Stated goal.
Rewrite the entries below, changing every "red gem embellishment" to "crimson jewel ornament" and leaving everything else as it is.
[Start]
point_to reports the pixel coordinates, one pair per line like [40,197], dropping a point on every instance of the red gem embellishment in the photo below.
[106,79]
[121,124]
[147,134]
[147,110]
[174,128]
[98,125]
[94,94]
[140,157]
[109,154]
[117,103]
[End]
Reply to the exercise.
point_to reports the pixel coordinates, one pair per line like [40,197], dropping a point on every instance of the crimson jewel ornament in the photo below.
[106,79]
[121,124]
[147,134]
[147,110]
[174,128]
[98,125]
[94,94]
[140,157]
[109,154]
[117,103]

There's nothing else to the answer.